◆ Exercise objective: Set down the records again. Every word and mark must match exactly.

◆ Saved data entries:
= Beginning of Section =

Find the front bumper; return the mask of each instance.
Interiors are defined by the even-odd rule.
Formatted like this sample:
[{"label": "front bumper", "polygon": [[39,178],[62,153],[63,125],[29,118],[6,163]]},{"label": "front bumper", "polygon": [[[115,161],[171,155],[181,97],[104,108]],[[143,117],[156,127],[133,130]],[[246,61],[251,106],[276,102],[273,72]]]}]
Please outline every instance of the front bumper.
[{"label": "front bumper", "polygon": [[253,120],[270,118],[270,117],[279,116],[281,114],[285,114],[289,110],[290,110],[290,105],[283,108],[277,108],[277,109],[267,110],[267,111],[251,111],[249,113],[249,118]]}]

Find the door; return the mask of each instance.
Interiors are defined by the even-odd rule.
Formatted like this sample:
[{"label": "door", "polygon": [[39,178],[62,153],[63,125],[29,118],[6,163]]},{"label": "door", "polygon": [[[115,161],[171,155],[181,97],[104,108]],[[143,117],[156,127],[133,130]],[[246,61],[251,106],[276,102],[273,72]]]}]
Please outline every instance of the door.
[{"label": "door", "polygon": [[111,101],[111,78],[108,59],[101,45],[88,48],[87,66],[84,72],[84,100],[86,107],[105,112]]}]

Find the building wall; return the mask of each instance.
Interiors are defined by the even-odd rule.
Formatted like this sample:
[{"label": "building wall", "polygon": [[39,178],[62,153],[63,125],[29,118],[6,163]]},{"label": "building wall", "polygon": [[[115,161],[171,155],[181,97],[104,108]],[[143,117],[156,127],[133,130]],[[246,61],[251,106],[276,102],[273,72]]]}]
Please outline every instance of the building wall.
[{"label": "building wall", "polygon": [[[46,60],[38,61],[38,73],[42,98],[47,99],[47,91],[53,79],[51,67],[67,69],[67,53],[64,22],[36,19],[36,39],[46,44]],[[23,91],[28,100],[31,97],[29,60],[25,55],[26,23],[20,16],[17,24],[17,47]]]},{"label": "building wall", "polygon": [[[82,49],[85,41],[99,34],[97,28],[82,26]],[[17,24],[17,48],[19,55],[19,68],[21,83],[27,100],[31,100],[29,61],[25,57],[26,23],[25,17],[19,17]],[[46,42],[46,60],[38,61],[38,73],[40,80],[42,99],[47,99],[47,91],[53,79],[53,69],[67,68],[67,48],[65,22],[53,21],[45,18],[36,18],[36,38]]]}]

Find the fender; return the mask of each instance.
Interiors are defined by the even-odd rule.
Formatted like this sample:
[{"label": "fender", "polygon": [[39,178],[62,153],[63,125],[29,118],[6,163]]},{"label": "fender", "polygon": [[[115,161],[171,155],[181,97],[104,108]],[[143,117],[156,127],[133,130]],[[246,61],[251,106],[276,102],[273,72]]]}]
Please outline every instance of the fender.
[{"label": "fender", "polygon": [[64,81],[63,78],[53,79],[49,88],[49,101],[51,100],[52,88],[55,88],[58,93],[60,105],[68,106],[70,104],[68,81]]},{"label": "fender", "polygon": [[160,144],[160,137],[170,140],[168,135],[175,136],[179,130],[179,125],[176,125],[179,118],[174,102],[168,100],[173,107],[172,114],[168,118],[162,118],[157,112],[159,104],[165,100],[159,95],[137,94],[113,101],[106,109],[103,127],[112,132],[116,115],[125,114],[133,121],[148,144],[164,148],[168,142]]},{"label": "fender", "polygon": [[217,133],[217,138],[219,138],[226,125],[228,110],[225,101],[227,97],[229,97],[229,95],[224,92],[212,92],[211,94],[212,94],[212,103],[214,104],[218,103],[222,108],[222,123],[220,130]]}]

= End of Section =

◆ Your solution:
Find the front bumper; return the mask of each instance.
Interiors are defined by the even-odd rule.
Formatted like this sample:
[{"label": "front bumper", "polygon": [[39,178],[62,153],[63,125],[29,118],[6,163]]},{"label": "front bumper", "polygon": [[[115,161],[171,155],[181,97],[104,108]],[[143,117],[156,127],[133,130]],[[246,61],[251,106],[276,102],[273,72]]]}]
Please outline every instance of the front bumper.
[{"label": "front bumper", "polygon": [[253,120],[270,118],[270,117],[279,116],[281,114],[285,114],[289,110],[290,110],[290,105],[283,108],[277,108],[277,109],[267,110],[267,111],[251,111],[249,113],[249,118]]}]

Find the door; return the mask of each instance.
Interiors are defined by the even-odd rule.
Formatted like this sample:
[{"label": "door", "polygon": [[39,178],[62,153],[63,125],[29,118],[6,163]]},{"label": "door", "polygon": [[[115,161],[171,155],[181,97],[104,108]],[[143,117],[156,127],[133,130]],[[246,61],[251,106],[276,102],[273,72]]]}]
Please outline every instance of the door.
[{"label": "door", "polygon": [[111,101],[111,78],[108,59],[101,45],[88,48],[87,66],[84,72],[84,100],[86,107],[105,112]]}]

Find the building wall; return the mask of each instance.
Interiors are defined by the even-odd rule.
Formatted like this sample:
[{"label": "building wall", "polygon": [[39,178],[62,153],[63,125],[29,118],[6,163]]},{"label": "building wall", "polygon": [[[115,161],[171,155],[181,97],[104,108]],[[143,117],[156,127],[133,130]],[[246,61],[251,106],[276,102],[273,72]]]}]
Please outline every instance of the building wall.
[{"label": "building wall", "polygon": [[[46,60],[38,61],[38,73],[42,98],[47,99],[47,91],[53,79],[51,67],[67,69],[67,53],[64,22],[36,19],[36,39],[46,44]],[[23,91],[28,100],[31,97],[29,60],[25,55],[26,23],[20,16],[17,24],[17,47]]]},{"label": "building wall", "polygon": [[[82,49],[85,41],[99,34],[97,28],[82,26]],[[17,24],[17,48],[19,55],[19,68],[21,83],[27,100],[31,100],[29,61],[25,57],[26,23],[25,17],[19,17]],[[46,42],[46,60],[38,61],[38,73],[40,80],[42,99],[47,99],[47,91],[53,79],[53,69],[67,68],[67,48],[65,22],[53,21],[45,18],[36,18],[36,38]]]}]

Find the fender; return the mask of each instance.
Interiors are defined by the even-odd rule.
Formatted like this sample:
[{"label": "fender", "polygon": [[39,178],[62,153],[63,125],[29,118],[6,163]]},{"label": "fender", "polygon": [[[115,161],[171,155],[181,97],[104,108]],[[143,117],[156,127],[133,130]],[[246,61],[251,106],[276,102],[273,72]]]}]
Please outline every instance of the fender.
[{"label": "fender", "polygon": [[64,81],[63,78],[53,79],[49,88],[49,101],[51,100],[52,88],[55,88],[58,93],[60,105],[68,106],[70,104],[68,81]]},{"label": "fender", "polygon": [[160,144],[160,137],[170,140],[168,135],[175,136],[179,130],[179,125],[176,125],[179,118],[174,102],[168,100],[173,107],[172,114],[168,118],[162,118],[157,112],[159,104],[165,100],[159,95],[137,94],[113,101],[106,109],[103,127],[112,132],[116,115],[125,114],[133,121],[148,144],[164,148],[168,142]]},{"label": "fender", "polygon": [[217,133],[217,138],[219,138],[226,125],[228,110],[225,101],[227,97],[229,97],[229,95],[224,92],[212,92],[211,94],[212,94],[212,103],[214,104],[218,103],[222,108],[222,123],[220,130]]}]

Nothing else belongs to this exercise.